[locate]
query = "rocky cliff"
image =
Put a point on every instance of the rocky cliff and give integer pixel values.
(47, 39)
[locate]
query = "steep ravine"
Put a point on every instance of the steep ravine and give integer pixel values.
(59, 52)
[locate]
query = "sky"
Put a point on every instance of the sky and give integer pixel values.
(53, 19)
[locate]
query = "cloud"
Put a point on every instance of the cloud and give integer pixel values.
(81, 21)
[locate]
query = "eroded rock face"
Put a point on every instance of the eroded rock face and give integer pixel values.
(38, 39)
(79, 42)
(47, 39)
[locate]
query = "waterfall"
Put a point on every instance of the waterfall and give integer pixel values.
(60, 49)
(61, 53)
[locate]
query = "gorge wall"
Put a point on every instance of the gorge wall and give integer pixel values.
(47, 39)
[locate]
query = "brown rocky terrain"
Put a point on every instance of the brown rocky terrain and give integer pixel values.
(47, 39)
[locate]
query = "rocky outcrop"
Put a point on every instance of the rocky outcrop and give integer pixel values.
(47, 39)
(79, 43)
========================
Please set down the whole listing above without altering a single line.

[locate]
query = "rocky cliff"
image =
Put a point on every instance of the rocky cliff and give integer pixel values.
(47, 39)
[locate]
query = "steep ravine"
Put a point on every instance of the steep ravine and give integer pixel values.
(59, 52)
[locate]
query = "sky"
Put a point on every instance of the sky and give integer pixel values.
(53, 19)
[locate]
query = "cloud"
Put a point on every instance of the cloud and give integer pixel values.
(81, 21)
[locate]
query = "eroded rock face"
Put a point on every instance of the eroded rock face and give integer pixel values.
(38, 39)
(79, 42)
(47, 39)
[locate]
query = "waterfall"
Put a point on every instance of the waterfall and give integer pixel values.
(60, 49)
(61, 53)
[locate]
query = "gorge wall"
Put a point on every instance of the gorge wall and give integer pixel values.
(47, 39)
[locate]
query = "brown rocky terrain"
Put a point on every instance of the brown rocky terrain and give integer pixel values.
(47, 39)
[locate]
query = "rocky outcrop"
Put a point on every instance of the rocky outcrop and give integer pixel values.
(47, 39)
(79, 43)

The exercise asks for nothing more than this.